What is expected: Search the records below for the word "lamp" and show every line where it occurs.

(Natural-language object grounding data)
Start of Block
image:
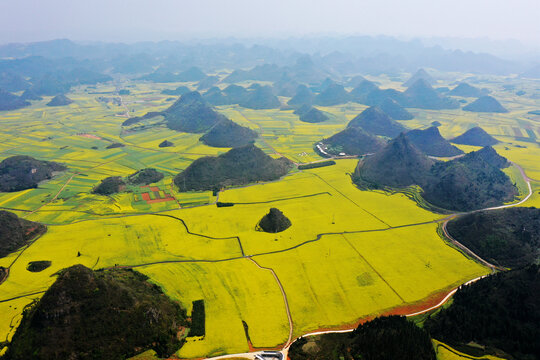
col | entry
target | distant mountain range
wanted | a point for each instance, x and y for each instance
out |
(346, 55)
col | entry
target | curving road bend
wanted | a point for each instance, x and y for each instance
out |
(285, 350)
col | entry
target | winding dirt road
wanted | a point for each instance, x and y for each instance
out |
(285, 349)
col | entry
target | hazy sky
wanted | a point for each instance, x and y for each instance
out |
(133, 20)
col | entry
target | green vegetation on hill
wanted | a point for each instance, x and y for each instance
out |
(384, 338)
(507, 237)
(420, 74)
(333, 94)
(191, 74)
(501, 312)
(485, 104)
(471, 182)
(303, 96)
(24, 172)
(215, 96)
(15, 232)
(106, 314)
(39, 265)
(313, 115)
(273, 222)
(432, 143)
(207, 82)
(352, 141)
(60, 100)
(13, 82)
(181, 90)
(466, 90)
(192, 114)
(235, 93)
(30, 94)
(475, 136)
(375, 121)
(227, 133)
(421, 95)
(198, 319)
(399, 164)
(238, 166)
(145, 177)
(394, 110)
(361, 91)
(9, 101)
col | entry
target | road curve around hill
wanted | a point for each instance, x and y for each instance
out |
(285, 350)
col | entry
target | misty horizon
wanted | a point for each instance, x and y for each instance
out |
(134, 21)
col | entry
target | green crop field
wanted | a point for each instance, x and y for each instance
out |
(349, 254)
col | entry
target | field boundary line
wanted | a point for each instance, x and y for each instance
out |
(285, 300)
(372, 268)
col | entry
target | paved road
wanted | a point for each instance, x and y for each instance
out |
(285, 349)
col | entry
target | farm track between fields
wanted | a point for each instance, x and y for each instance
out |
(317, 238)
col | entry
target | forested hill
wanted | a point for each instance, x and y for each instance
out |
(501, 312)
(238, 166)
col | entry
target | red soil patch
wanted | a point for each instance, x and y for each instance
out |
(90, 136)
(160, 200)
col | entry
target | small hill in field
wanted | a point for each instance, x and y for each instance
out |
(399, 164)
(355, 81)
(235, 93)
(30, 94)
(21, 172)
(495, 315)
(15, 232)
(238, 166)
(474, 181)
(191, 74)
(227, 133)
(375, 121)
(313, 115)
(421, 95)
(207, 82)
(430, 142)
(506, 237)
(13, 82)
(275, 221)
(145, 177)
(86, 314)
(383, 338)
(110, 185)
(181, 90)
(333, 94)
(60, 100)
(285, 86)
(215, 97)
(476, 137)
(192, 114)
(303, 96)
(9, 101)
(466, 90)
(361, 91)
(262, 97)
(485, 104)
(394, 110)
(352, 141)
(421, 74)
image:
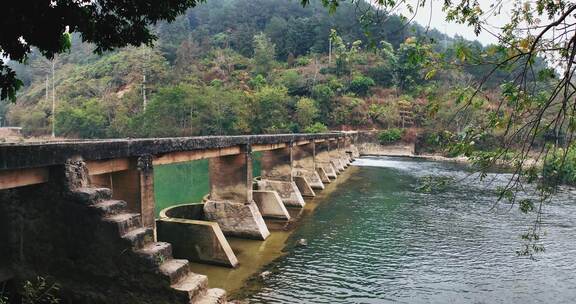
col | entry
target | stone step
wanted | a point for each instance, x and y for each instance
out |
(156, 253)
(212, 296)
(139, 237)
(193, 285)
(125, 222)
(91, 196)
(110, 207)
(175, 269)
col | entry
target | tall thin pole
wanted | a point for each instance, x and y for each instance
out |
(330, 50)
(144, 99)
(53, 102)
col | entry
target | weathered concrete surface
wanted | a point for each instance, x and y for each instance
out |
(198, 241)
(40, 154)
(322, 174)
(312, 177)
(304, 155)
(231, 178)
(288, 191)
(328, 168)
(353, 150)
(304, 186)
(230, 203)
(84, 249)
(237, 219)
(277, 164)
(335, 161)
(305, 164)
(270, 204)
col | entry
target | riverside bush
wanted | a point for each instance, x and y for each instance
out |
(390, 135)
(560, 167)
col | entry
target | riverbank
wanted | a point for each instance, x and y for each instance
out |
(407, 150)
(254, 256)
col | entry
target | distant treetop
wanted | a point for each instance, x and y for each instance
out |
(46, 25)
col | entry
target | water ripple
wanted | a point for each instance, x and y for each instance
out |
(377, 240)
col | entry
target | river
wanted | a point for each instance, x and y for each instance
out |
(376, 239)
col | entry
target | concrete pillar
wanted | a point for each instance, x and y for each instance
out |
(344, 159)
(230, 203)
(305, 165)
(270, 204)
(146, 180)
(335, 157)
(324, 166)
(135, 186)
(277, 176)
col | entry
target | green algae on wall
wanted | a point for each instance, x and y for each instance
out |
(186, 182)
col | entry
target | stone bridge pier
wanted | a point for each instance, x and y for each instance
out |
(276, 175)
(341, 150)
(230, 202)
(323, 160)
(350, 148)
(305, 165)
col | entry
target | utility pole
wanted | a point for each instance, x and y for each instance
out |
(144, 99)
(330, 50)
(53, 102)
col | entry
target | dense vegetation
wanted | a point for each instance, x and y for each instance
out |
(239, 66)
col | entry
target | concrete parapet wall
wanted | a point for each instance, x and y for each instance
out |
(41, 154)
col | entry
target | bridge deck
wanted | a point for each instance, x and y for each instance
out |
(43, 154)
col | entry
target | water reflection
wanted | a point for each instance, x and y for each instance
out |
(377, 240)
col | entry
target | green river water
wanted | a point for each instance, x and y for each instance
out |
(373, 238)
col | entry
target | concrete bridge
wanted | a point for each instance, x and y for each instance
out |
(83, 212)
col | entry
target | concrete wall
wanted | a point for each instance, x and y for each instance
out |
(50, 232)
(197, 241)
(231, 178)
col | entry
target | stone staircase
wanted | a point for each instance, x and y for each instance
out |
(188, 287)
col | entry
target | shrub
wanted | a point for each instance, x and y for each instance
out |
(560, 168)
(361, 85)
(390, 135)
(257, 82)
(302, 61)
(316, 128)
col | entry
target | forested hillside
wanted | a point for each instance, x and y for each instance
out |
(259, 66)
End of Block
Start of Block
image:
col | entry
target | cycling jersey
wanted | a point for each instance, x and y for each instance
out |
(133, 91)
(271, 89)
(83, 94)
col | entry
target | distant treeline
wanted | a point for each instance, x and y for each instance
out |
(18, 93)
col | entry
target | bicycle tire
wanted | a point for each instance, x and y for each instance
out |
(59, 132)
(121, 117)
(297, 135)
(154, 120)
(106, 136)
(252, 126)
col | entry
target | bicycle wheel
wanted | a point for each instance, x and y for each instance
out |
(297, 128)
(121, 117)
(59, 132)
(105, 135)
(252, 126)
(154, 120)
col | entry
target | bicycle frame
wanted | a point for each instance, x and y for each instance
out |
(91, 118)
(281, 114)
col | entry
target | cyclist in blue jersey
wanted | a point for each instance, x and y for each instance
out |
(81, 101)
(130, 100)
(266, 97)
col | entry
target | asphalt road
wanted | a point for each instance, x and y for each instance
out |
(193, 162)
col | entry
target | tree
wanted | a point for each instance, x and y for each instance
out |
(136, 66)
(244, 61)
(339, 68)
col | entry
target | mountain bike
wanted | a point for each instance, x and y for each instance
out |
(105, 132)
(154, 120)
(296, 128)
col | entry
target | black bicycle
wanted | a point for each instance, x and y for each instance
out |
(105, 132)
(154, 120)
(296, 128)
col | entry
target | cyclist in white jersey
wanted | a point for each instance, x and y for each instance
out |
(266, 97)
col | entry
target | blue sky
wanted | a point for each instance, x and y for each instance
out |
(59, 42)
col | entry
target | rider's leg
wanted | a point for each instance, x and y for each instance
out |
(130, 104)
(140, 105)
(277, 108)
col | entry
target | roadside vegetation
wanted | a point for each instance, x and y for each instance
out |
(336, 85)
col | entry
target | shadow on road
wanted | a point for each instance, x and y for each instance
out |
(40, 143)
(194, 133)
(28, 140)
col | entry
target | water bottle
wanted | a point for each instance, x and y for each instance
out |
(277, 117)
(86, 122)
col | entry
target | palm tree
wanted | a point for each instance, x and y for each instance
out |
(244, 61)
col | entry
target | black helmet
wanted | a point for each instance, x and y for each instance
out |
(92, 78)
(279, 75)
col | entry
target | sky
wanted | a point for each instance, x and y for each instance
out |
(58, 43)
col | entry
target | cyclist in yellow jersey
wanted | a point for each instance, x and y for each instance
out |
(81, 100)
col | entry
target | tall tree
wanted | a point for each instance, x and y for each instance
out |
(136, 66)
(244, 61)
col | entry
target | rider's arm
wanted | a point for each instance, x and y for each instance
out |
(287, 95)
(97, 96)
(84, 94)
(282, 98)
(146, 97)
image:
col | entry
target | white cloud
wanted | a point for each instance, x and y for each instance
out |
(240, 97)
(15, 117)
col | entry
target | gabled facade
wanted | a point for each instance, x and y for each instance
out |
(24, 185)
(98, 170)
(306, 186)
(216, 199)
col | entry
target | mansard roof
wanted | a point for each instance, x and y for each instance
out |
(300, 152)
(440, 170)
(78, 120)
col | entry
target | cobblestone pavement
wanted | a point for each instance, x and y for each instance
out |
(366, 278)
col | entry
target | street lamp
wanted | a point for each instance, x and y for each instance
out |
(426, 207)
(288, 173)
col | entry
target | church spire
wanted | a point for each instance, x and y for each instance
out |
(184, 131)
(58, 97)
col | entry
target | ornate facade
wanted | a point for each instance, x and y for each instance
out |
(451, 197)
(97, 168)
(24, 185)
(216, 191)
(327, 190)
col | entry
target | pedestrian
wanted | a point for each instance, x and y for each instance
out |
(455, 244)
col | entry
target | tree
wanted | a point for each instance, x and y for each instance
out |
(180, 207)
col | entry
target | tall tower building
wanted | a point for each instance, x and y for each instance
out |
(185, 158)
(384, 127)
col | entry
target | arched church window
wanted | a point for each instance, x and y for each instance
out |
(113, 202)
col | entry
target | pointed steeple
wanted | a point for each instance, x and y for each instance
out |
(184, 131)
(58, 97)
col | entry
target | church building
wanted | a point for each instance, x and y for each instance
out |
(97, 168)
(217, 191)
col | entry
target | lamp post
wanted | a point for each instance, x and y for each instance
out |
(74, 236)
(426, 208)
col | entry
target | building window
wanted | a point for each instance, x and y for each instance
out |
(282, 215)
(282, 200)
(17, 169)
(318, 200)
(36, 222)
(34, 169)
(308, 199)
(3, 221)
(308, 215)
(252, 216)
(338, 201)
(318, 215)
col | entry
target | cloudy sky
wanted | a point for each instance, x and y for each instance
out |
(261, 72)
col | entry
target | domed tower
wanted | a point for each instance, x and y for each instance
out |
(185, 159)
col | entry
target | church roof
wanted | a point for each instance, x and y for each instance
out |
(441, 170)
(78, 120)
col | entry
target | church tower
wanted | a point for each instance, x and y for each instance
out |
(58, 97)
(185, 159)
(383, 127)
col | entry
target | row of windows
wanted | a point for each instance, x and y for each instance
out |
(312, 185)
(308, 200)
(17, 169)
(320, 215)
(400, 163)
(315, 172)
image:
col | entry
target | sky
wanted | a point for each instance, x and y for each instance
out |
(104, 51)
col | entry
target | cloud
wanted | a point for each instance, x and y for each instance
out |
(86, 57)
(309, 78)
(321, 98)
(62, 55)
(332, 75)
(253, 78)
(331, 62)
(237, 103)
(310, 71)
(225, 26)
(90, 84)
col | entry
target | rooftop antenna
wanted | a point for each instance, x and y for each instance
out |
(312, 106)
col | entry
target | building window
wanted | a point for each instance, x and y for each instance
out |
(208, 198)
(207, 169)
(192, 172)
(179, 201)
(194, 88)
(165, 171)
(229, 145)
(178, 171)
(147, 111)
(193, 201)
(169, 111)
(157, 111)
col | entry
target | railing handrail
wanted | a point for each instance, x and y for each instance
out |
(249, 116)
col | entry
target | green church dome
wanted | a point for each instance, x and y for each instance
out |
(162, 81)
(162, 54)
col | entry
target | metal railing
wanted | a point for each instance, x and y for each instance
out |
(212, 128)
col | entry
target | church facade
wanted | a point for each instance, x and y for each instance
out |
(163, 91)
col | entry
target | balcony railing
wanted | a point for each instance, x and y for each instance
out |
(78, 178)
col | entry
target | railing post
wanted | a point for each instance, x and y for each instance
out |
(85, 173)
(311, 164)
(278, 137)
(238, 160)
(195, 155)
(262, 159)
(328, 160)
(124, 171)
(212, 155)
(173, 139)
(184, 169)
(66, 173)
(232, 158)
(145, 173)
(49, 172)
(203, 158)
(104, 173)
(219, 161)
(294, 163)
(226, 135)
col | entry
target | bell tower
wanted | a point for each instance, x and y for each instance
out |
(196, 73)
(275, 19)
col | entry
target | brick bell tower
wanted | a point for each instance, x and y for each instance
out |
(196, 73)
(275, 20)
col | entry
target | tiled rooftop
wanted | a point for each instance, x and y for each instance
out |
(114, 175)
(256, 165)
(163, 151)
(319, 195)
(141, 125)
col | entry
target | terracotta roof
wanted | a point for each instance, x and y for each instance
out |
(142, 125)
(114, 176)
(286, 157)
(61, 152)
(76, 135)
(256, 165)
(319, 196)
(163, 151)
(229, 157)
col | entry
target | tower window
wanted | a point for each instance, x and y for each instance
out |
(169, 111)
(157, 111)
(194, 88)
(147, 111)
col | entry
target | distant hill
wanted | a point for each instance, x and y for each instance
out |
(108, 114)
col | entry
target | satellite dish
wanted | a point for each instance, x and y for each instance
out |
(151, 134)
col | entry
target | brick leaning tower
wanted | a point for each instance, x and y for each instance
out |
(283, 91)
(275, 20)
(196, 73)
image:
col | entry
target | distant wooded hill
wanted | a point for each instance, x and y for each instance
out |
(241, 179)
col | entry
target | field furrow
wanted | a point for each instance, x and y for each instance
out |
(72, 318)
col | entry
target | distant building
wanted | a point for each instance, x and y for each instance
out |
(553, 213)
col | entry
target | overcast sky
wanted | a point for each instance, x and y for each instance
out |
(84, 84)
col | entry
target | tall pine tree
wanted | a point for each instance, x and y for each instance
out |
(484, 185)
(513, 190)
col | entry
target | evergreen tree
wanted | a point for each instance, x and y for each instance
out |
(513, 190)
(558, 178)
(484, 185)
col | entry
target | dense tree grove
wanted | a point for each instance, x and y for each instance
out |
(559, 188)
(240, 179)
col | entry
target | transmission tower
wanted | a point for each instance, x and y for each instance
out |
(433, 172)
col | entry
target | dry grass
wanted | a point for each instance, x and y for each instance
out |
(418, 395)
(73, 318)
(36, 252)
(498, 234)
End of Block
Result for this exercise:
target | street lamp
target | lamp post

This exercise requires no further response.